>>

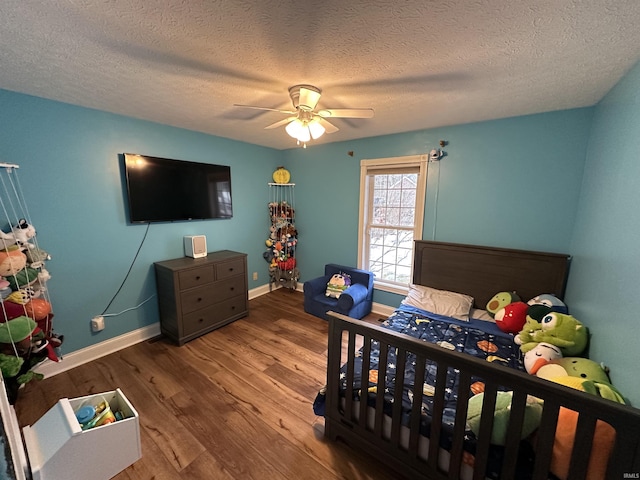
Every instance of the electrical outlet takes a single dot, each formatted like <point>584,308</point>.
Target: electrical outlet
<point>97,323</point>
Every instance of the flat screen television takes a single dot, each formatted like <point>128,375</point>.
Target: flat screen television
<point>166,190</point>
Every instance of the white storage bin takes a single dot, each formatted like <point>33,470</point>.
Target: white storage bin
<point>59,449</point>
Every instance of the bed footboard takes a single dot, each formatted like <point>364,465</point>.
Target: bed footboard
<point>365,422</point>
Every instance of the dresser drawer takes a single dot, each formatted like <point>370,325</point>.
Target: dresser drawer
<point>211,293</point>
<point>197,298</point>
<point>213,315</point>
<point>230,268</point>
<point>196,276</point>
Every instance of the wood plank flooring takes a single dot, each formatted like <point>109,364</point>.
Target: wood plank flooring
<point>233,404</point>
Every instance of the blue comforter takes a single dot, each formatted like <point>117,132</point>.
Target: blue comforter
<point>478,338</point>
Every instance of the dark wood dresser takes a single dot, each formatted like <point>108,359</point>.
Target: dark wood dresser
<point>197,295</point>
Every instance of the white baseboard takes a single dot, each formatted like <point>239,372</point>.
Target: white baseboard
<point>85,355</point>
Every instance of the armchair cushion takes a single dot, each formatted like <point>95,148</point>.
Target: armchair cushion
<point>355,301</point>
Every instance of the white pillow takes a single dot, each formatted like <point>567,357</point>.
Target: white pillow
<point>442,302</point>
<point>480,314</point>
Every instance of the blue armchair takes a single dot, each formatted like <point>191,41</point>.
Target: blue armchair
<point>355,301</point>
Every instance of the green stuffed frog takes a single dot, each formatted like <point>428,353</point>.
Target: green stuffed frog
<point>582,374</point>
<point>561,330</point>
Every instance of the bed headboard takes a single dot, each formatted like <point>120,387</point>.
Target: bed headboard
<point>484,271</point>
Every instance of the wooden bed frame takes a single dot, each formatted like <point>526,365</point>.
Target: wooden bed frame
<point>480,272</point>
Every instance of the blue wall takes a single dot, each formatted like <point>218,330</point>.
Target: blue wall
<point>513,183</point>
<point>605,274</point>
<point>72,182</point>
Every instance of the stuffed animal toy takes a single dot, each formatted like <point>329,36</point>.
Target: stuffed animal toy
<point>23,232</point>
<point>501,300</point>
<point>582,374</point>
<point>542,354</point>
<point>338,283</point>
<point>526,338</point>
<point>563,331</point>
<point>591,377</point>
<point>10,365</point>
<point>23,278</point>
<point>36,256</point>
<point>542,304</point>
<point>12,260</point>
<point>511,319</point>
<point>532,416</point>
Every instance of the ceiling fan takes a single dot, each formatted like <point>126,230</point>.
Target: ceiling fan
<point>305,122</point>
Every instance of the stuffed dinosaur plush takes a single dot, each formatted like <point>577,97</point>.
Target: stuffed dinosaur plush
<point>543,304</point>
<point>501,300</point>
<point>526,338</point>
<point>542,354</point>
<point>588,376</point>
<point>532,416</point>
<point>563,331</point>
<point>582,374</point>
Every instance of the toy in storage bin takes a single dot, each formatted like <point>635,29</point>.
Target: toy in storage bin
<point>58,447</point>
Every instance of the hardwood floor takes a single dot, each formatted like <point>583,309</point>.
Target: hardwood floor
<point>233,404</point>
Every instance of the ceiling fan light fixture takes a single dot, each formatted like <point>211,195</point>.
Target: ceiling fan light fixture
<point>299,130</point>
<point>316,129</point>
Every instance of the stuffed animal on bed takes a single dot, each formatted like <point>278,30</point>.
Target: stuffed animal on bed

<<

Problem details: Copy each line of the records precisely and drop any images they hold.

Exercise output:
Every instance of the electrical outlet takes a single dot, each formatted like <point>584,308</point>.
Target: electrical outlet
<point>97,323</point>
Every instance of the flat screen television takes a single dot, each formatted like <point>128,375</point>.
Target: flat screen television
<point>166,190</point>
Every instance of the white storage bin takes a single dot, each formatted like <point>33,470</point>.
Target: white storage bin
<point>59,449</point>
Every instance of the bed footboard takes a single dot, each formatted like <point>364,465</point>.
Target: bed footboard
<point>365,422</point>
Every instance of the dresser drawer takes a single dot, each formatted like <point>370,325</point>.
Target: dresser drawer
<point>211,293</point>
<point>197,298</point>
<point>213,315</point>
<point>230,268</point>
<point>196,276</point>
Every instance of the wood plank flooring takes a single dot, each formatted like <point>109,364</point>.
Target: wood plank flooring
<point>233,404</point>
Every instance of the blue comforter takes a single dot, each formatted like <point>117,132</point>.
Target: blue comforter
<point>478,338</point>
Every instance of the dark wood dresser takes a single dot, each formatted like <point>108,359</point>.
Target: dark wood dresser
<point>197,295</point>
Every instance of the white baseboard takes a single dot, each formatted like <point>239,372</point>.
Target: white baseboard
<point>85,355</point>
Every instance of the armchair cushion takes a single dot, each formatted like <point>95,148</point>.
Target: armchair cushion
<point>355,301</point>
Every instance of the white pillow takes a single dot, each formatted like <point>567,357</point>.
Target: white pillow
<point>442,302</point>
<point>480,314</point>
Every instance of the blue armchair takes a single dot, each formatted like <point>191,41</point>.
Target: blue armchair
<point>355,301</point>
Every instance of the green stuffed frog takes a single dot, each formatted like <point>428,353</point>.
Target: green stuffed frog
<point>582,374</point>
<point>561,330</point>
Every instance of the bed headboard takes a single dot, each formatted like <point>120,387</point>.
Target: bed headboard
<point>484,271</point>
Every instance of the wooden bed frame takes a single dot, each formatted like <point>526,365</point>.
Target: wooden bed frame
<point>480,272</point>
Every instance of the blue wall takes a single dot, each formatted like <point>218,330</point>.
Target: blue wall
<point>513,183</point>
<point>605,274</point>
<point>72,182</point>
Every instance of the stuffed animal toy takes a single dot, each formatted like <point>329,36</point>.
Target: stuffed animal toy
<point>23,232</point>
<point>501,300</point>
<point>582,374</point>
<point>542,354</point>
<point>338,283</point>
<point>526,338</point>
<point>563,331</point>
<point>591,377</point>
<point>10,365</point>
<point>23,278</point>
<point>36,256</point>
<point>542,304</point>
<point>12,260</point>
<point>511,319</point>
<point>532,416</point>
Every instance of the ceiling fan takes a single dot, each formatted like <point>126,230</point>.
Target: ceiling fan
<point>305,122</point>
Every instance of the stuffed dinosaur plush takes a single dot, each formatted like <point>577,97</point>.
Target: stuffed dinosaur plush
<point>543,304</point>
<point>501,300</point>
<point>526,338</point>
<point>542,354</point>
<point>588,376</point>
<point>532,416</point>
<point>563,331</point>
<point>582,374</point>
Every instance of the toy in storage bin takes a single dot, each formatted like <point>635,29</point>.
Target: toy in storage bin
<point>58,447</point>
Every instance of the hardwood floor takes a single dot, each formatted like <point>583,309</point>.
Target: hardwood floor
<point>233,404</point>
Every instance of the ceiling fan light fixture takes a single dot, each formatted like <point>211,195</point>.
Target: ceiling fan light fixture
<point>299,130</point>
<point>316,129</point>
Every instance of the stuffed animal on bed takes a single dot, each formatted like <point>278,30</point>.
Target: stuffed animal on bed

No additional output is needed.